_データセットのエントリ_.
+++++

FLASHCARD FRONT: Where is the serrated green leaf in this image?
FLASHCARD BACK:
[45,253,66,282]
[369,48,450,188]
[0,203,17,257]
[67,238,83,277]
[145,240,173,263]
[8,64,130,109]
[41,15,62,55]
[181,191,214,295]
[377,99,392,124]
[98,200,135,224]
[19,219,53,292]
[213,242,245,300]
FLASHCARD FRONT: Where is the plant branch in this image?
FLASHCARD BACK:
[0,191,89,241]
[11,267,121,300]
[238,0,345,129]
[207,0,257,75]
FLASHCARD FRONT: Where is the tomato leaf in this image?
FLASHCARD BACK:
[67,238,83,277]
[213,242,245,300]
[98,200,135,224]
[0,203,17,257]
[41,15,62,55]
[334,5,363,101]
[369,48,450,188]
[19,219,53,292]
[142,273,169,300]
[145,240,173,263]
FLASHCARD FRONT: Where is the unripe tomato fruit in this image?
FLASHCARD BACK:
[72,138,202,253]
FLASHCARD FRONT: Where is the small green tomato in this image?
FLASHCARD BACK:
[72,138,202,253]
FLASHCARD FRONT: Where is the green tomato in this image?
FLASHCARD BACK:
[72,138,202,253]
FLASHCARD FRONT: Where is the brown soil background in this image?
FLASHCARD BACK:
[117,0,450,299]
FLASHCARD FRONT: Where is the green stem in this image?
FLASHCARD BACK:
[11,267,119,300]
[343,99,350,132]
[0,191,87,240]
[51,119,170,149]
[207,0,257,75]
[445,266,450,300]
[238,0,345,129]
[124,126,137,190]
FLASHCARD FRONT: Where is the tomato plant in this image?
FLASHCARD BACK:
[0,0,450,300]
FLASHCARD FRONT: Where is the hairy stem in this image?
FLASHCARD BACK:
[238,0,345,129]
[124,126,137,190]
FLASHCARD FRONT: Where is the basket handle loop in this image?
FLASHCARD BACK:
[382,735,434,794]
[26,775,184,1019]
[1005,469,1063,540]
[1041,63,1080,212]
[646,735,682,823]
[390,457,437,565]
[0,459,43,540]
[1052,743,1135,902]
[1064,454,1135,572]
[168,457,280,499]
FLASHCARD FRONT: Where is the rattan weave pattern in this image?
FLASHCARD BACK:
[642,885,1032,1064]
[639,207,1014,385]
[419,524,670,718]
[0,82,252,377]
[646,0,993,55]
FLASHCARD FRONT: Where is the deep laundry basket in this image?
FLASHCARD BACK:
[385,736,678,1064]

+++++

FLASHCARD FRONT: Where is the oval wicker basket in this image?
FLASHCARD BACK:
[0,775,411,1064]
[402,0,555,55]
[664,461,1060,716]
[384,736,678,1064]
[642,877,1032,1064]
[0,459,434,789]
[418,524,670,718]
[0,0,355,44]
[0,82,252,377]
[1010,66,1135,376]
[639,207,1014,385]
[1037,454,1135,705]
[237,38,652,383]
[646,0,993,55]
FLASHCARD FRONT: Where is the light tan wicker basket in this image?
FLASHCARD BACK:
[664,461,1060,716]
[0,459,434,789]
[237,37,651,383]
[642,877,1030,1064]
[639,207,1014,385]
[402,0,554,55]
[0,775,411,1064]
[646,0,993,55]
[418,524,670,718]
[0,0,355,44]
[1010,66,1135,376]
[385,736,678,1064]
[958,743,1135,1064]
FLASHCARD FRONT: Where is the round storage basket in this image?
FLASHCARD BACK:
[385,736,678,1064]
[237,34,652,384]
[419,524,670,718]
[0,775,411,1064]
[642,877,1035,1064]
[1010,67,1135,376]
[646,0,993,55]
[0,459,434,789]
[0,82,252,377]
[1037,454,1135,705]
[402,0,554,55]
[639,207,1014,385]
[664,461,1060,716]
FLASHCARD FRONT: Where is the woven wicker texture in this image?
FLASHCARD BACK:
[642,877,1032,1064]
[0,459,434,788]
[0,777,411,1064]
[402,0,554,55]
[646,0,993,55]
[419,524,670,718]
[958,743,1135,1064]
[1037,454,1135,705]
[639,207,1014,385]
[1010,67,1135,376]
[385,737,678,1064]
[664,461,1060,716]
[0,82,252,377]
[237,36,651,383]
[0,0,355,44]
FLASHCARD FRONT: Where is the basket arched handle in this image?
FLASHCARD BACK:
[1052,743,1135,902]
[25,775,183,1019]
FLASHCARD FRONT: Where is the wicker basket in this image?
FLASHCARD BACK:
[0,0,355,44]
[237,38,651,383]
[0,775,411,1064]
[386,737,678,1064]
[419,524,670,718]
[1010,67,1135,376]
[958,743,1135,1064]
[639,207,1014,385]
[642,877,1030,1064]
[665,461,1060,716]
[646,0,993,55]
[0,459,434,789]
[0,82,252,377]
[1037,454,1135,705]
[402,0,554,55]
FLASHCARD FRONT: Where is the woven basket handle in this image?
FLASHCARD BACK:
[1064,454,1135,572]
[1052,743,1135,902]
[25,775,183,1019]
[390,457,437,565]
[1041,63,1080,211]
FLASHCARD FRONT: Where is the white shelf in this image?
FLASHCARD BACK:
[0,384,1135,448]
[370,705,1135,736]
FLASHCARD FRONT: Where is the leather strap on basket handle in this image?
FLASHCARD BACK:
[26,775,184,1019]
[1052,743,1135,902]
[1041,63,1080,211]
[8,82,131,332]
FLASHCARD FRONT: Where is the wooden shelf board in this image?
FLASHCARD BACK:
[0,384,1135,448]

+++++

_短い課題_. 「FLASHCARD FRONT: Where is the serrated」を含む行から始めて、「[0,0,450,300]」を含む行までを、両端の行も含めてもう一度そのまま書き出してください。

_解答_.
FLASHCARD FRONT: Where is the serrated green leaf in this image?
FLASHCARD BACK:
[45,253,66,282]
[369,48,450,188]
[0,203,17,257]
[67,238,83,277]
[145,240,173,263]
[8,64,130,109]
[41,15,62,55]
[181,191,214,295]
[377,99,392,124]
[98,200,135,224]
[19,219,53,292]
[213,242,245,300]
FLASHCARD FRONT: Where is the plant branch in this image?
FLASHCARD BACK:
[0,191,89,241]
[11,267,121,300]
[238,0,345,129]
[207,0,257,75]
FLASHCARD FRONT: Where is the tomato leaf in this image?
FLASHCARD BACK:
[67,238,83,277]
[213,242,245,300]
[98,200,135,224]
[0,203,17,257]
[41,15,62,55]
[334,5,363,101]
[369,48,450,188]
[19,219,53,292]
[142,273,169,300]
[145,240,173,263]
FLASHCARD FRONT: Where is the unripe tomato fruit in this image?
FLASHCARD BACK:
[72,138,202,253]
FLASHCARD FRONT: Where is the small green tomato in this image?
FLASHCARD BACK:
[72,138,202,253]
FLASHCARD FRONT: Where is the green tomato in this image?
FLASHCARD BACK:
[72,138,202,253]
FLASHCARD FRONT: Where is the brown soil background in this image?
FLASHCARD BACK:
[117,0,450,299]
FLASHCARD FRONT: Where is the green stem in this image?
FLASHCARD BACK:
[11,267,119,300]
[343,99,350,132]
[0,191,87,240]
[51,119,170,149]
[207,0,257,75]
[445,266,450,300]
[238,0,345,129]
[124,126,137,190]
FLASHCARD FRONT: Where is the tomato plant in this image?
FLASHCARD BACK:
[0,0,450,300]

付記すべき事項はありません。